● **WORK REQUEST**: Please reproduce the data in its entirety, word for word.

● **Dataset records**:
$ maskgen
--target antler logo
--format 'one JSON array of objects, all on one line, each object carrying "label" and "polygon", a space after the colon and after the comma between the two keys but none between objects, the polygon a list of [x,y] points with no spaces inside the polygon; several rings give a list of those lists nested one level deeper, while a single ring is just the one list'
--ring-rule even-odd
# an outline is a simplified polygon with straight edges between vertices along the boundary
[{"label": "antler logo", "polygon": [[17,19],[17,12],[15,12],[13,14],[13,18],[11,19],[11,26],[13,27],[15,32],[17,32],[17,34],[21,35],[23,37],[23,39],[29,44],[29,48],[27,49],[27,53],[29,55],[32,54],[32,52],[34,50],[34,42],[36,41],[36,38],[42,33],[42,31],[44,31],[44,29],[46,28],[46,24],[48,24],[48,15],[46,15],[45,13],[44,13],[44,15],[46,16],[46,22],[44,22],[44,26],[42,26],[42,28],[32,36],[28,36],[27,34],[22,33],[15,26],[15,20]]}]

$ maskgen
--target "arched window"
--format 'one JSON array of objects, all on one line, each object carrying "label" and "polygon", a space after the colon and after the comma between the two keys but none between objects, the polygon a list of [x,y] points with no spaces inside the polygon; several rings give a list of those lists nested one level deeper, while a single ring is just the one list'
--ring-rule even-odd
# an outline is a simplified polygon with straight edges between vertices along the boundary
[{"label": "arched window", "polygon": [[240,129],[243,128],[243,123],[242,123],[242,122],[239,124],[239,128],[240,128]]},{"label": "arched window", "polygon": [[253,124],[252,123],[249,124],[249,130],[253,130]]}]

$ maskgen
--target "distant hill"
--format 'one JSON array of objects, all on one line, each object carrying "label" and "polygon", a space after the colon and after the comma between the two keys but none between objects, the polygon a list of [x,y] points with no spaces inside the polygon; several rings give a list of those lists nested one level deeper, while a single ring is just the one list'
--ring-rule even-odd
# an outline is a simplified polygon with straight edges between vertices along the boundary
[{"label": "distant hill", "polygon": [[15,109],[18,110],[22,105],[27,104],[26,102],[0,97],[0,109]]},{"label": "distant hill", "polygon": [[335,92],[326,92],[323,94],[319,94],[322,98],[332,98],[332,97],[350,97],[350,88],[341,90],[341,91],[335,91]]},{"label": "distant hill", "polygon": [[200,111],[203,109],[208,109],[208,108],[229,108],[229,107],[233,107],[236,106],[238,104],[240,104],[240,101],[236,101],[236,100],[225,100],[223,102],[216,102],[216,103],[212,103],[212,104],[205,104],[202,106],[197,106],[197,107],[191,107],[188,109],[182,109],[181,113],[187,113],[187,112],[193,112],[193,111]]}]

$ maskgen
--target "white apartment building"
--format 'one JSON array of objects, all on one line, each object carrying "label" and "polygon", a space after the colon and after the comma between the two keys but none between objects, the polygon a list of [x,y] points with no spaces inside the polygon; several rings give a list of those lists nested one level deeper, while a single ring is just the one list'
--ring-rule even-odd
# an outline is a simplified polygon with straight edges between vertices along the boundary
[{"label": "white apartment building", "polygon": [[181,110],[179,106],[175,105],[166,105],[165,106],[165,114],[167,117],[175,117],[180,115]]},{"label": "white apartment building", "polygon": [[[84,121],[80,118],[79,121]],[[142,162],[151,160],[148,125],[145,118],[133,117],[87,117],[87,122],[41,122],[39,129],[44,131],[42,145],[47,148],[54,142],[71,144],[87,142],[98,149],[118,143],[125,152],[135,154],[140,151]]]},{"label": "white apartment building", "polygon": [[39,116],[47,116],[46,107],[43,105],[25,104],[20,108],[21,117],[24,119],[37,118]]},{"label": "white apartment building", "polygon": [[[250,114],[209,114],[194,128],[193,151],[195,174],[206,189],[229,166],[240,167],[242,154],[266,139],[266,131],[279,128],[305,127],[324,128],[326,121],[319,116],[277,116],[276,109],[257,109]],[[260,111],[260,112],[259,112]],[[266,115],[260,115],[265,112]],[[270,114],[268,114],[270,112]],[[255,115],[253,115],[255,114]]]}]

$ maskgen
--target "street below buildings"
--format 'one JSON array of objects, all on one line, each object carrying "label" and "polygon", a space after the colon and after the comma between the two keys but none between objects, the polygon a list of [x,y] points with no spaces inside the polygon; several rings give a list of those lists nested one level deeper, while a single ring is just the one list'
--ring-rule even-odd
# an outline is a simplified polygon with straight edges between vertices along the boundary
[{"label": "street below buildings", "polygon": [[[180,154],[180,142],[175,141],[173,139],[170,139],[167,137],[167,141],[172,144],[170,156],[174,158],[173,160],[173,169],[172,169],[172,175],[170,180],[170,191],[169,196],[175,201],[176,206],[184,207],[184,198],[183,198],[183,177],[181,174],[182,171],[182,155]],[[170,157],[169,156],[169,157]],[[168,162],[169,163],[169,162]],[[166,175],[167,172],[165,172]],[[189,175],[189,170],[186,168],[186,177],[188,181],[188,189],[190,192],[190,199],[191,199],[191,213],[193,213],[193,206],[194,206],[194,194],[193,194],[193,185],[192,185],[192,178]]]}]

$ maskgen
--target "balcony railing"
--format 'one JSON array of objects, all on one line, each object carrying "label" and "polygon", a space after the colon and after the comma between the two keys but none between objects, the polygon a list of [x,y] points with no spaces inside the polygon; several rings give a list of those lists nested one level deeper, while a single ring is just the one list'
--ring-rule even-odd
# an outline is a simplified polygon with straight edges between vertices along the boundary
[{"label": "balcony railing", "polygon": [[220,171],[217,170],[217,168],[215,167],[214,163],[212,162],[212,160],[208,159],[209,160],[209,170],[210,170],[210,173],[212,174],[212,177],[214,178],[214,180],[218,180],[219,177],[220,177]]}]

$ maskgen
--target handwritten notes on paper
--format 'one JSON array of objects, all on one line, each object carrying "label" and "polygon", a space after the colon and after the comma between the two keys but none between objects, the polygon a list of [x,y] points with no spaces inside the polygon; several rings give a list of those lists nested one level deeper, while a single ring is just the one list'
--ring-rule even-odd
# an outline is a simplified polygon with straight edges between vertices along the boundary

● **REPLY TO THE EXERCISE**:
$ maskgen
--target antler logo
--format 'one JSON array of objects, all on one line, each object carrying "label" and "polygon", a space after the colon and after the comma between the two keys but none between objects, the polygon a list of [x,y] points with no spaces inside the polygon; several rings give a list of those lists nested one level deeper, while a single ring is just the one list'
--ring-rule even-odd
# an outline is a simplified polygon with straight edges between vertices along the boundary
[{"label": "antler logo", "polygon": [[17,19],[17,12],[15,12],[13,14],[13,18],[11,19],[11,26],[13,27],[15,32],[17,32],[17,34],[21,35],[23,37],[23,39],[29,44],[29,48],[27,49],[27,53],[29,55],[32,54],[32,52],[34,50],[34,42],[36,41],[36,38],[42,33],[42,31],[44,31],[44,29],[46,28],[46,24],[48,24],[48,15],[46,15],[45,13],[44,13],[44,15],[46,16],[46,22],[44,22],[44,26],[42,26],[42,28],[32,36],[28,36],[27,34],[22,33],[15,26],[15,20]]}]

$ maskgen
--target "arched window"
--format 'one JSON array of objects, all on one line, each object carrying "label" and "polygon", a space after the colon and after the comma between the two keys but none between objects, the polygon a list of [x,y] points with no spaces inside the polygon; several rings give a list of those lists nested one level deeper, while a single ring is just the one list'
--ring-rule even-odd
# an outline is a simplified polygon with straight edges between vertices along the boundary
[{"label": "arched window", "polygon": [[240,129],[243,128],[243,123],[242,123],[242,122],[239,124],[239,128],[240,128]]},{"label": "arched window", "polygon": [[253,124],[252,123],[249,124],[249,130],[253,130]]}]

$ maskgen
--target "distant hill"
--format 'one JSON array of objects, all on one line, each object carrying "label" and "polygon", a space after the colon and after the comma between the two keys but none between objects, the polygon a list of [x,y] points with no spaces inside the polygon; several rings give a list of those lists nested one level deeper, while a single ring is just the one list'
--ring-rule even-odd
# an outline is a simplified polygon with straight edges between vertices along the boundary
[{"label": "distant hill", "polygon": [[15,109],[18,110],[22,105],[27,104],[26,102],[0,97],[0,109]]},{"label": "distant hill", "polygon": [[335,92],[326,92],[323,94],[319,94],[322,98],[332,98],[332,97],[350,97],[350,88],[341,90],[341,91],[335,91]]},{"label": "distant hill", "polygon": [[200,111],[203,109],[208,109],[208,108],[229,108],[229,107],[233,107],[236,106],[238,104],[240,104],[240,101],[236,101],[236,100],[225,100],[223,102],[216,102],[216,103],[212,103],[212,104],[205,104],[202,106],[197,106],[197,107],[191,107],[188,109],[182,109],[181,113],[187,113],[187,112],[193,112],[193,111]]}]

$ maskgen
--target "white apartment building"
--format 'one JSON array of objects, all on one line, each object carrying "label" and "polygon", a space after the colon and after the comma between the two keys but none between objects, the polygon a list of [x,y] points with no spaces inside the polygon; several rings give a list of those lists nested one level deeper, while a single ring is just the one list'
--ring-rule even-odd
# an outline is a simplified polygon with straight edges between vertices along the boundary
[{"label": "white apartment building", "polygon": [[181,110],[179,106],[175,105],[166,105],[165,106],[165,114],[167,117],[175,117],[180,115]]},{"label": "white apartment building", "polygon": [[[84,121],[80,118],[79,121]],[[142,162],[151,160],[148,125],[145,118],[133,117],[87,117],[87,122],[41,122],[39,129],[44,131],[42,145],[47,148],[54,142],[71,144],[87,142],[98,149],[118,143],[125,152],[135,154],[140,151]]]},{"label": "white apartment building", "polygon": [[39,116],[47,116],[46,107],[43,105],[25,104],[20,108],[21,117],[24,119],[37,118]]},{"label": "white apartment building", "polygon": [[[250,114],[209,114],[194,128],[193,151],[195,174],[206,189],[229,166],[240,167],[242,154],[266,139],[266,131],[279,128],[305,127],[324,128],[326,121],[319,116],[277,116],[276,109],[257,109]],[[260,111],[260,112],[259,112]],[[266,115],[260,115],[265,112]],[[270,114],[268,114],[270,112]],[[255,115],[253,115],[255,114]]]}]

$ maskgen
--target "street below buildings"
--format 'one JSON array of objects, all on one line, each object carrying "label" and "polygon", a space after the colon and after the comma between the two keys but none between objects, the polygon a list of [x,y] points with no spaces inside the polygon; several rings give a list of those lists nested one level deeper, while a single ring is just the one list'
--ring-rule even-odd
# an outline is a simplified polygon with straight edges between vertices along the boundary
[{"label": "street below buildings", "polygon": [[[180,154],[180,142],[175,141],[173,139],[170,139],[167,137],[167,141],[172,144],[170,156],[174,158],[173,160],[173,169],[172,169],[172,175],[170,180],[170,191],[169,196],[175,201],[176,206],[184,207],[184,198],[183,198],[183,177],[181,174],[182,171],[182,155]],[[170,157],[169,156],[169,157]],[[168,162],[169,163],[169,162]],[[166,175],[167,172],[165,172]],[[189,175],[189,170],[186,168],[186,177],[188,181],[188,189],[190,192],[190,199],[191,199],[191,213],[193,213],[193,206],[194,206],[194,194],[193,194],[193,185],[192,185],[192,178]]]}]

$ maskgen
--target "balcony railing"
--format 'one JSON array of objects, all on one line, each object carrying "label" and "polygon", a space after the colon and after the comma between the two keys but none between objects, the polygon a list of [x,y] points with no spaces inside the polygon; several rings give a list of those lists nested one level deeper, while a single ring is just the one list'
--ring-rule even-odd
# an outline is a simplified polygon with straight edges between vertices along the boundary
[{"label": "balcony railing", "polygon": [[220,171],[217,170],[217,168],[215,167],[214,163],[212,162],[212,160],[208,159],[209,160],[209,170],[210,170],[210,173],[212,174],[212,177],[214,178],[214,180],[218,180],[219,177],[220,177]]}]

$ maskgen
--target handwritten notes on paper
--format 'one JSON array of objects, all on one line, each object carrying "label" and "polygon", a space after the colon and after the comma between the two keys but none between objects, the polygon a list of [x,y] points with no spaces inside the polygon; several rings give a list of those lists nested one level deeper, while a single ring is just the one list'
--ring-rule even-odd
# an outline is a simplified polygon with straight edges between vertices along the boundary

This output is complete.